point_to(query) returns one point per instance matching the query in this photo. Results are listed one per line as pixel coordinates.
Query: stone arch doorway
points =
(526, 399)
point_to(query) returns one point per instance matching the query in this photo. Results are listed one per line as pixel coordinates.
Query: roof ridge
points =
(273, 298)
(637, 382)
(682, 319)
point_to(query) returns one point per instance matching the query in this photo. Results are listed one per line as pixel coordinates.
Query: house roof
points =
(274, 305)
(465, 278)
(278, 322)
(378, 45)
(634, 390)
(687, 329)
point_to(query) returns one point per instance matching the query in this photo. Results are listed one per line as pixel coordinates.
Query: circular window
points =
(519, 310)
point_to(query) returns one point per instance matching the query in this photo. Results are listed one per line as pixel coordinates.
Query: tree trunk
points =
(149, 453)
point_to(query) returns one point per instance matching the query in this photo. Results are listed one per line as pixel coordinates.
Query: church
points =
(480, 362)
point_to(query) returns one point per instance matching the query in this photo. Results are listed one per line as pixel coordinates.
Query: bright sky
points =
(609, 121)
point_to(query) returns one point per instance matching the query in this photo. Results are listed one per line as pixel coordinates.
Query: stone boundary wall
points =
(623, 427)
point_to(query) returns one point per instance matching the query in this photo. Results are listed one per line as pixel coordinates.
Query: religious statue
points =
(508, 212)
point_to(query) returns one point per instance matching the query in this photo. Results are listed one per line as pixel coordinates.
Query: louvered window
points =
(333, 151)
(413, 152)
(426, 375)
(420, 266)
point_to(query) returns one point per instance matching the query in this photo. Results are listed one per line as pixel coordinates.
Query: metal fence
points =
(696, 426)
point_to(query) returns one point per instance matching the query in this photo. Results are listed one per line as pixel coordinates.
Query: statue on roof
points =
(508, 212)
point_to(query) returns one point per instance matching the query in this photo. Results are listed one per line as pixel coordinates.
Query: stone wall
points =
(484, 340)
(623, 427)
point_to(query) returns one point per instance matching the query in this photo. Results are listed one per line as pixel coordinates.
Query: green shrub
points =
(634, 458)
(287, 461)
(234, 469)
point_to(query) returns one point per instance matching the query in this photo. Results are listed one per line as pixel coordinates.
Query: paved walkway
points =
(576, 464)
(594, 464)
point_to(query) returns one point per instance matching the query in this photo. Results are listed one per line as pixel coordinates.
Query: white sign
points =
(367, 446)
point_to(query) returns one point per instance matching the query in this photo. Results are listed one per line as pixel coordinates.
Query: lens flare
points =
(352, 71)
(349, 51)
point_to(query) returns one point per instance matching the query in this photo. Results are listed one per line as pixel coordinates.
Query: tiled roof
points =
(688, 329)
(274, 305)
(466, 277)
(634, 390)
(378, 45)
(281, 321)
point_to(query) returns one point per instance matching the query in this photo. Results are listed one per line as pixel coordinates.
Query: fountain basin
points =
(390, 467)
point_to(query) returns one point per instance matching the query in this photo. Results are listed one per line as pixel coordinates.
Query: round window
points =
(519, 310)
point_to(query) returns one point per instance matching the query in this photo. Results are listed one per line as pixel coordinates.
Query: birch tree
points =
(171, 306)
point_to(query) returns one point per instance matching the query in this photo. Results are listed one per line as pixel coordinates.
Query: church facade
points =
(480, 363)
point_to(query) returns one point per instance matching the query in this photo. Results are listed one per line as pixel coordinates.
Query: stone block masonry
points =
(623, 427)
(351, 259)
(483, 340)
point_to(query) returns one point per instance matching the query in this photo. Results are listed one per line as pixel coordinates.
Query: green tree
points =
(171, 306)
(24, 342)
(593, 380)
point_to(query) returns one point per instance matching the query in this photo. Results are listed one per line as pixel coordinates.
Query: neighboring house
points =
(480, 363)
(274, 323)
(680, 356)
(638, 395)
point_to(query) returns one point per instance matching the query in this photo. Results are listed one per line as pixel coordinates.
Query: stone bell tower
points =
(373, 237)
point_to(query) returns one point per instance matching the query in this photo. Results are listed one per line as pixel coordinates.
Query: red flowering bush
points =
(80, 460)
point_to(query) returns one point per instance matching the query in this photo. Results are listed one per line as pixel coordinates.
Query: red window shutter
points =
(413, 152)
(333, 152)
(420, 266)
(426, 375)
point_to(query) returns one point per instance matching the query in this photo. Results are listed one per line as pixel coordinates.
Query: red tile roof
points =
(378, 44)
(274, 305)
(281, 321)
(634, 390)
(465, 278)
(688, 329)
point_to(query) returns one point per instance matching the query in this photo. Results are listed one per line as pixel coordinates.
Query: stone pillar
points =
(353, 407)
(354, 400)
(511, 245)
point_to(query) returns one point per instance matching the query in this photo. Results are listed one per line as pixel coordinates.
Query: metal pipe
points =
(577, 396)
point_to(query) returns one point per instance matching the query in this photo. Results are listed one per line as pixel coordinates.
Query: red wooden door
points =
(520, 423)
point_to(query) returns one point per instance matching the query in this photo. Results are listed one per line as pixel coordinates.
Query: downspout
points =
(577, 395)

**WHAT THE TASK ASKS**
Please pull out each line of the rows above that contains the word "tree", treating uppercase and lowercase as different.

**SOLUTION BELOW**
Query: tree trunk
Query: birch tree
Query: green tree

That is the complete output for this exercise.